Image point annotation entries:
★ ★ ★
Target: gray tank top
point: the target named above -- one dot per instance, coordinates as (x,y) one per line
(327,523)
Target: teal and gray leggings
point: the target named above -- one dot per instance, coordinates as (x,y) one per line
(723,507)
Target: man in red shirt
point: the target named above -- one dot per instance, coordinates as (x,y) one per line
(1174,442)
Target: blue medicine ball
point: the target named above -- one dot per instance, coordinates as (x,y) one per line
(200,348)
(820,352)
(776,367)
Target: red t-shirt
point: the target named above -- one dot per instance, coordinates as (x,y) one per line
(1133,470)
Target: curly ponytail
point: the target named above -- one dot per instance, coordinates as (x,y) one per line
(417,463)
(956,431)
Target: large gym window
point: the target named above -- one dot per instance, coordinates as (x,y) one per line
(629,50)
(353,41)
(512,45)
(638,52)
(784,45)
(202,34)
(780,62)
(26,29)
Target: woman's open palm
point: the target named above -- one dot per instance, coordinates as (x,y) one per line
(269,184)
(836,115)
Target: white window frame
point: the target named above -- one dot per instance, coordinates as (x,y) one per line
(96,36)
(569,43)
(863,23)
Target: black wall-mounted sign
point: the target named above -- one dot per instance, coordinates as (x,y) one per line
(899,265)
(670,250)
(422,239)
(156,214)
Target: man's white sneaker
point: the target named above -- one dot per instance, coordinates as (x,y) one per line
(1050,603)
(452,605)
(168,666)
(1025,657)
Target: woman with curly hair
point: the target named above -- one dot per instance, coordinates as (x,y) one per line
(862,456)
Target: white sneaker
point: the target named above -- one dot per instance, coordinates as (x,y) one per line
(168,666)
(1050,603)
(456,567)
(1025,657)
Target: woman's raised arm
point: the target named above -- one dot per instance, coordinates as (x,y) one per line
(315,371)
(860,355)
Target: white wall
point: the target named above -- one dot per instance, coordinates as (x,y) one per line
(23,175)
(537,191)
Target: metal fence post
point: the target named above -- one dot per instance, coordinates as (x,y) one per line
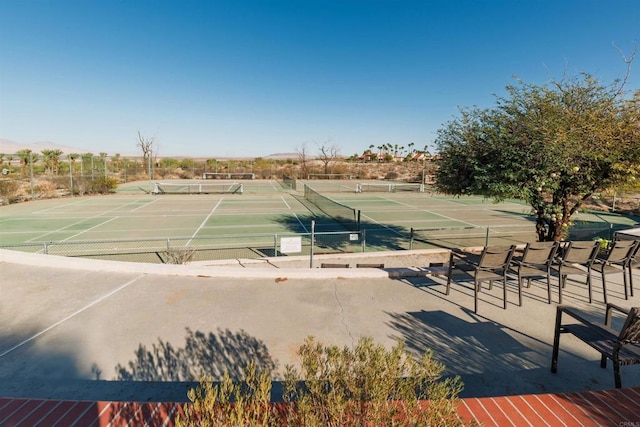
★ ★ ★
Reproduce all of the records above verbatim, leaving out the pictures.

> [Written solution]
Target: gray tank top
point: the target named above -- one dot per instance, coordinates as (x,y) one per line
(327,523)
Target: teal and gray leggings
point: the target named above -- one dot per instance, coordinates as (x,y) one per line
(723,507)
Target: man in red shirt
point: the target named above -- one dot per instance, coordinates as (x,y) one per line
(1174,442)
Target: blue medicine ball
point: the target named above -- one dot per instance, coordinates as (x,y) one per line
(200,348)
(820,352)
(776,367)
Target: red t-shirt
point: the target named above -- one dot per instance, coordinates as (x,y) one per line
(1133,470)
Target: curly ponytail
point: the target named above -- one dot per instance, coordinates as (x,y) one per line
(417,463)
(956,431)
Target: large gym window
point: the target named above -- one dot per instance, coordinates as (x,y) one per line
(629,50)
(353,41)
(512,45)
(638,52)
(784,45)
(202,34)
(780,62)
(26,29)
Target: woman's open palm
point: the target named above -- one dot per instance, coordinates as (x,y) one per line
(269,184)
(836,115)
Target: white window frame
point: the target named above -- one dot per instance, coordinates as (x,y) one per line
(96,36)
(569,43)
(863,23)
Target: black wall-mounted sign
point: the target named above -- one dot per instance, coordinates as (x,y) one per line
(899,265)
(670,250)
(422,239)
(156,214)
Target: man's white sneaker
point: the target named above -- one dot per instance, coordinates as (x,y) one per line
(1050,603)
(452,605)
(168,666)
(1025,657)
Target: woman with curly hair
point: the target named above -- one dot per instance, coordinates as (x,y) one per line
(862,456)
Target: white sneaker
point: the target named above -- one dot per instance, coordinates as (x,y) one per line
(168,666)
(1050,603)
(456,567)
(1025,657)
Target: woman's raised arm
point: the target named above -- one dot per instance, coordinates as (x,y) one per line
(315,371)
(860,355)
Target: white wall
point: the target named above -- one dot per instance, coordinates as (x,y) one per line
(23,175)
(537,191)
Target: metal fence post
point: the target named above -- one dot per instance, coordinates as (x,y) one per line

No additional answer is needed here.